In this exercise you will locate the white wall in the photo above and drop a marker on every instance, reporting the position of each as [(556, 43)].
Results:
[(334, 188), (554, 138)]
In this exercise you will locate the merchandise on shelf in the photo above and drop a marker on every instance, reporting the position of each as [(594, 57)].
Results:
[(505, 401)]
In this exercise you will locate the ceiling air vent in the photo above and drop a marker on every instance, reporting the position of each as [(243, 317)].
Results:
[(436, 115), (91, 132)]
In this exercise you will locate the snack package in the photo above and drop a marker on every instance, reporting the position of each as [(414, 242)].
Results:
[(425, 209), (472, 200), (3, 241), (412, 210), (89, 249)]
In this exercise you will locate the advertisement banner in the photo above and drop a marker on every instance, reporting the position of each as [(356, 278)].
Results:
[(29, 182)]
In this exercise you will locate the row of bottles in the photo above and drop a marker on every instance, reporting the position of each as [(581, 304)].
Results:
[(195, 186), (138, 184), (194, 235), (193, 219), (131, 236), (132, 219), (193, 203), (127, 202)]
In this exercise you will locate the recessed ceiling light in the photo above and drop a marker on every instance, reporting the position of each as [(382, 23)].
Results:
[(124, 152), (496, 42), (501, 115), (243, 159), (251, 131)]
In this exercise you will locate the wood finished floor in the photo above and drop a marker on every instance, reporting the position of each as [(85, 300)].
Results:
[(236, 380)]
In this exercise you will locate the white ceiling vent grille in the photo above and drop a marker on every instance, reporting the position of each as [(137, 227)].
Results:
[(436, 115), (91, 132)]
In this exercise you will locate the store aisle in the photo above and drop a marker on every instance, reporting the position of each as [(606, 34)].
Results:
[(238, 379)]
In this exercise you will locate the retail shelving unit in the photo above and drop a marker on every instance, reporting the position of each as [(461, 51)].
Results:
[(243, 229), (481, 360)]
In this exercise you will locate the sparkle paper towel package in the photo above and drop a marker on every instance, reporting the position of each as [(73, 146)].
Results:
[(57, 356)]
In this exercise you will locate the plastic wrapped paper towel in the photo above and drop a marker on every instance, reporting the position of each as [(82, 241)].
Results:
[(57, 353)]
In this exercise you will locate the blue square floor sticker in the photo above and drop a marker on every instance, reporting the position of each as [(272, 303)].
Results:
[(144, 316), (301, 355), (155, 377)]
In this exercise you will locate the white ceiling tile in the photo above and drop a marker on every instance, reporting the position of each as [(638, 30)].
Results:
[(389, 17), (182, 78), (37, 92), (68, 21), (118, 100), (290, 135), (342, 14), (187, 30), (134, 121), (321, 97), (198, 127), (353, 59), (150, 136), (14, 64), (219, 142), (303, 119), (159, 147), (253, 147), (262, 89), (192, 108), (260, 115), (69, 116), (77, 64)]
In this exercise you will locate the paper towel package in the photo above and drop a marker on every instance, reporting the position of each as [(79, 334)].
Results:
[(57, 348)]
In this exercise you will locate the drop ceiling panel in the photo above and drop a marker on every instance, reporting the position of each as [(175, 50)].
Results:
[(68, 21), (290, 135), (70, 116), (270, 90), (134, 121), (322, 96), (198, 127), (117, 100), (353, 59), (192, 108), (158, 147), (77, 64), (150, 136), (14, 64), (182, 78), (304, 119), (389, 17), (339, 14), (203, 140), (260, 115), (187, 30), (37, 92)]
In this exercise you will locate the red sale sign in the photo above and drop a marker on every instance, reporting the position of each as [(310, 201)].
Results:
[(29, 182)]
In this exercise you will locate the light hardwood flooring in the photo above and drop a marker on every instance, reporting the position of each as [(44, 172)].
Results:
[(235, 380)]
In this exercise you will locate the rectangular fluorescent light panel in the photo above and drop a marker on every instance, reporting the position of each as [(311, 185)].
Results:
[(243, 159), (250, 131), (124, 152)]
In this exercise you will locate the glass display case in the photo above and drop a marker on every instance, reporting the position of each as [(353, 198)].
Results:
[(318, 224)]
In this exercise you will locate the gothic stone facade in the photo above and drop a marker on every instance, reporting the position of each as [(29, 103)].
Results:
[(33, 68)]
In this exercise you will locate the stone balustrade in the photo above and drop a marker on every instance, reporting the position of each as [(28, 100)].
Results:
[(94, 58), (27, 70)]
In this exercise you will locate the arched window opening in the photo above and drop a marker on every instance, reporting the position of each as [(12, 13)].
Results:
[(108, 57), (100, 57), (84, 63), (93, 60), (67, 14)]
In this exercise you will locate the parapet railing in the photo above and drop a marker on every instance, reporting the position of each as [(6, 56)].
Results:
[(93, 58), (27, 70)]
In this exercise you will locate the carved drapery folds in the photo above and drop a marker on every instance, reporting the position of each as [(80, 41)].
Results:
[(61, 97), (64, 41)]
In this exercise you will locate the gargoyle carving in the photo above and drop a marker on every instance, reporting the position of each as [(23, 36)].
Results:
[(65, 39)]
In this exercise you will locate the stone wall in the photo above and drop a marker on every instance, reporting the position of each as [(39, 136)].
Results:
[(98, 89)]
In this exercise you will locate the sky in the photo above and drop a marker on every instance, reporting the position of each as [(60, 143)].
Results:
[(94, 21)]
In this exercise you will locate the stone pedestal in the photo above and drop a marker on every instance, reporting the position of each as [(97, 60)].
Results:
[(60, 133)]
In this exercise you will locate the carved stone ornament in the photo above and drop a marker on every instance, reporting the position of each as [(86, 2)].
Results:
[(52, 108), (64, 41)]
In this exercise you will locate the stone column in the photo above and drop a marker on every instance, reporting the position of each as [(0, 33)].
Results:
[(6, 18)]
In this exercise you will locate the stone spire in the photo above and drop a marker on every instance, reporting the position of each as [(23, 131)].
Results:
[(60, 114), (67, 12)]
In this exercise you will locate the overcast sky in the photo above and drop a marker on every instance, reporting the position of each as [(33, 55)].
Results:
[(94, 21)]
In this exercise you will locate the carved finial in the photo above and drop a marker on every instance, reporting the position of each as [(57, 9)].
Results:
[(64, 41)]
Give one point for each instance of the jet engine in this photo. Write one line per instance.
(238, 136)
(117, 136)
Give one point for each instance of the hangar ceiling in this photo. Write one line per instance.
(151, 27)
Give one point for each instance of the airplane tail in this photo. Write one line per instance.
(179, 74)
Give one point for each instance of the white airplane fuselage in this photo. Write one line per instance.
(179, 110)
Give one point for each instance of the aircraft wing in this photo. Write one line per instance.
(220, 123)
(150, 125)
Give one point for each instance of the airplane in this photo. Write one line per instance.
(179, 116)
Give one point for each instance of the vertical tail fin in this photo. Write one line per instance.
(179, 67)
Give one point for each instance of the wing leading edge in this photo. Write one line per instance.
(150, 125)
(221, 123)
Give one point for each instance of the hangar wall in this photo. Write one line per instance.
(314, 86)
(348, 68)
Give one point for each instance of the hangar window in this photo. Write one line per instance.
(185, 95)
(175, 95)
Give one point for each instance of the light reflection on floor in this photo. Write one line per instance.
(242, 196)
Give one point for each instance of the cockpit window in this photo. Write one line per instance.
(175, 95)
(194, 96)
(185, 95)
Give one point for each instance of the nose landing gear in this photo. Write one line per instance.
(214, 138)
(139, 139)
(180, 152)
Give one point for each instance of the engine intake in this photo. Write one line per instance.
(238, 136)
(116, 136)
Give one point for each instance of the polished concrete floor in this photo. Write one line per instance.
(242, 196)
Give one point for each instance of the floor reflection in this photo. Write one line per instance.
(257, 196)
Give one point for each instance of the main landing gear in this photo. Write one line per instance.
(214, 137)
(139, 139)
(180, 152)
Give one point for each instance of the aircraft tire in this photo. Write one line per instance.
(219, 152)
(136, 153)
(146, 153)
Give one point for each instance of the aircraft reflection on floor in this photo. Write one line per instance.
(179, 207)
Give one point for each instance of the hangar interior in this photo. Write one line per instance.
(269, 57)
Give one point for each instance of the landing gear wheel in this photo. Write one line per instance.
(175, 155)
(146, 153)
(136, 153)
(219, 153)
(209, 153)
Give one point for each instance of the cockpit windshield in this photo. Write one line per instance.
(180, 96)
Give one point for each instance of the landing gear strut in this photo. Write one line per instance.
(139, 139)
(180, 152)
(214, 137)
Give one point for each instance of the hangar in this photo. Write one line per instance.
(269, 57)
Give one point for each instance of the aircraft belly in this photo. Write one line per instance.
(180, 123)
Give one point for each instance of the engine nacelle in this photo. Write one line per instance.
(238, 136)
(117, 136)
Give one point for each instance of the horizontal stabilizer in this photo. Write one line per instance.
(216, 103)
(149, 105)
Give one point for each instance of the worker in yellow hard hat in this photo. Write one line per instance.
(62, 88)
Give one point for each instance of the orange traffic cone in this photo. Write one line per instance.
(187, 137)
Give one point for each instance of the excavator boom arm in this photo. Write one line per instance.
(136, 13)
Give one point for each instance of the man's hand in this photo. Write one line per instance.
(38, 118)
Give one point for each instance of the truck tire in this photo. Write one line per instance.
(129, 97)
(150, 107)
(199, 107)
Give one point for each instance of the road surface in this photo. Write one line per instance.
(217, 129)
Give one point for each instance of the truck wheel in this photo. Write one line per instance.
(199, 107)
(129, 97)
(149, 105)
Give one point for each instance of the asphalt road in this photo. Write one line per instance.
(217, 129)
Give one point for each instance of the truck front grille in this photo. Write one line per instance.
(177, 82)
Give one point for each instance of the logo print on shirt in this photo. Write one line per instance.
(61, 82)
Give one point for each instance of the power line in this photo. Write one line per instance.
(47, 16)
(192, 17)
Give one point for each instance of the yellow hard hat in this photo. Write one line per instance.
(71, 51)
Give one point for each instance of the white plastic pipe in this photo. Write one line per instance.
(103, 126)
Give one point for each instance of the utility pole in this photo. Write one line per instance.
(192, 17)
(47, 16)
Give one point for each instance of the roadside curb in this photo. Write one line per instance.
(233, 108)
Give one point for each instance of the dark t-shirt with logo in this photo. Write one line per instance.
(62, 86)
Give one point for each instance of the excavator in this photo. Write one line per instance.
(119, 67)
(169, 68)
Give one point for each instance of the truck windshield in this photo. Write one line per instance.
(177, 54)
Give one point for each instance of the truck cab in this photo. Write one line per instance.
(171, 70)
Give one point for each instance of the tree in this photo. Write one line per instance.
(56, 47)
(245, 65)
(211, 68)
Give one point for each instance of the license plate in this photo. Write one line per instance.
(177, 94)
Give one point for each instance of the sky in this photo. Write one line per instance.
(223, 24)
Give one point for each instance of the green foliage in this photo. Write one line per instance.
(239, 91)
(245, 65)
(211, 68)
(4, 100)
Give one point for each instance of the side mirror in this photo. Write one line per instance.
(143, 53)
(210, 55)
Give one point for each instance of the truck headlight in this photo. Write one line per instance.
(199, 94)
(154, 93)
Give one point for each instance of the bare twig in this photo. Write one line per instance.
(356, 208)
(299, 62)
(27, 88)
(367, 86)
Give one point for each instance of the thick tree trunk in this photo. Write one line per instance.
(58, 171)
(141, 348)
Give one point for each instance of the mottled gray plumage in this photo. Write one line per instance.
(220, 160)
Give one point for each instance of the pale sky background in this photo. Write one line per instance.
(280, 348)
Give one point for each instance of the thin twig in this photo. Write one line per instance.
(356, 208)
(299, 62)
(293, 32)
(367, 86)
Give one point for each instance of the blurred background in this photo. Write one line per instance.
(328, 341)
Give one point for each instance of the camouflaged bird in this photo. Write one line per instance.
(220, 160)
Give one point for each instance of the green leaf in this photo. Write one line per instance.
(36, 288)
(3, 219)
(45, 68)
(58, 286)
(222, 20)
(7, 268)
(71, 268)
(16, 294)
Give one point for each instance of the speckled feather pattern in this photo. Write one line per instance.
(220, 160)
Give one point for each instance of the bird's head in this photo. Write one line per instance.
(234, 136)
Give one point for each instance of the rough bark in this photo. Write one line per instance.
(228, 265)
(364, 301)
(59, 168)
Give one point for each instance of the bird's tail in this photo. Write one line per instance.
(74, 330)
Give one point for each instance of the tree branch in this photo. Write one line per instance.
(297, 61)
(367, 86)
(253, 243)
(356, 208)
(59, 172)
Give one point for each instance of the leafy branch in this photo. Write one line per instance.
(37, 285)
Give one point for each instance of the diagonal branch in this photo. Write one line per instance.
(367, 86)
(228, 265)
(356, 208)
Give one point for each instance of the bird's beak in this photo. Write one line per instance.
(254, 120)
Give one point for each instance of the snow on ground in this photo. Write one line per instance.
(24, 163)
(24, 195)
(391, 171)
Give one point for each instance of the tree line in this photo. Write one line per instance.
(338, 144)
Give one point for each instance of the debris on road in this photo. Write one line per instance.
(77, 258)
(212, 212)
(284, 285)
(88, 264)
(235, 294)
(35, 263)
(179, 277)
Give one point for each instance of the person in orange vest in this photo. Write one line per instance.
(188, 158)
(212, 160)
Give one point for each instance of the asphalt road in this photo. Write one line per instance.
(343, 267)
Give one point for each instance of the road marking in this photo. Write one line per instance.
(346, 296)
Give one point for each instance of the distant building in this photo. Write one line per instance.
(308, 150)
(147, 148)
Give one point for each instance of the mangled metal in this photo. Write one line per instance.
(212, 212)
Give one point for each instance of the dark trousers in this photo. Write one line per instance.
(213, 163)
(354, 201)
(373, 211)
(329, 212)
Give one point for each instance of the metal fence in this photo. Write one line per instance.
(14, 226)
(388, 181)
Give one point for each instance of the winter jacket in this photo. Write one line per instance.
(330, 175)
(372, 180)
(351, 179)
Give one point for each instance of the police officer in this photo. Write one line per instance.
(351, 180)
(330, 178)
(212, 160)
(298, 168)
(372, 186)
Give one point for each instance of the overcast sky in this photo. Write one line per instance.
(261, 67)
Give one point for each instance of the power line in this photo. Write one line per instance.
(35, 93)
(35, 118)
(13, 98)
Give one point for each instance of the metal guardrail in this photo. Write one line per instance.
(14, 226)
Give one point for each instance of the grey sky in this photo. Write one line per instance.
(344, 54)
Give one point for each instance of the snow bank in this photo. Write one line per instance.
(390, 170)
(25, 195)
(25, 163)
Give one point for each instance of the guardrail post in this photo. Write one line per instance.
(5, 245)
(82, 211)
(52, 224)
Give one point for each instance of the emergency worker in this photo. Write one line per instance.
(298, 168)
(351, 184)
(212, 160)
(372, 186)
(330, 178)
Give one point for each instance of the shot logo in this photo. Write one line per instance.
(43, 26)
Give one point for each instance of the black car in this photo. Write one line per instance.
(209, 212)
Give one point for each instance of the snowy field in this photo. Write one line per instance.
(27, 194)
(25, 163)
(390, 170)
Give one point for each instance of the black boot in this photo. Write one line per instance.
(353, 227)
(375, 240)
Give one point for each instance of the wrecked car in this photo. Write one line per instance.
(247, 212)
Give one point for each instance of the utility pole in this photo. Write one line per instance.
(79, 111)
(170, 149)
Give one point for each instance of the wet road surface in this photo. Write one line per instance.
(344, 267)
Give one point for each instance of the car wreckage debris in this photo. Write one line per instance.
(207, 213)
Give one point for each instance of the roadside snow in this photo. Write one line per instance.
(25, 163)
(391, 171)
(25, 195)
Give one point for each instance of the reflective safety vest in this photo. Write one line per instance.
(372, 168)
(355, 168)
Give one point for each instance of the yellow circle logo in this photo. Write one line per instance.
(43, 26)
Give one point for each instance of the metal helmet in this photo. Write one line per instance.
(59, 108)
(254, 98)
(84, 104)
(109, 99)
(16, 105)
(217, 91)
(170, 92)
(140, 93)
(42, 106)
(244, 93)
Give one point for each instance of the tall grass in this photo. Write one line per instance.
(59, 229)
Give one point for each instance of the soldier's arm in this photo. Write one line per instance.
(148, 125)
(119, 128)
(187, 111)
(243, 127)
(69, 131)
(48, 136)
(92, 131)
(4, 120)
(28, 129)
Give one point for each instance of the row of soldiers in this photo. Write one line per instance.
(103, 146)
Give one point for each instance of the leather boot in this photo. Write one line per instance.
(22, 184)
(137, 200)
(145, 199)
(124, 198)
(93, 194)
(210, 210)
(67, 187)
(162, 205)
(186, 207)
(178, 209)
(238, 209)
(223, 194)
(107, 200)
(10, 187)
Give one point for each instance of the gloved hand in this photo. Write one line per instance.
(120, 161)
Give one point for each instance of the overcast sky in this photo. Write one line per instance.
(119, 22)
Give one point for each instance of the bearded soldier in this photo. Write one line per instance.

____

* [TASK ITEM] Using the records above, copy all lines that include the word "vent".

* [SOLUTION TO THE EXERCISE]
In this exercise you will locate the ceiling air vent in the photo above and drop a marker on every instance, reporting the position of each as [(243, 317)].
In this exercise you will locate the white ceiling vent grille in the photo above and drop a marker on every instance, reporting the position of each as [(137, 227)].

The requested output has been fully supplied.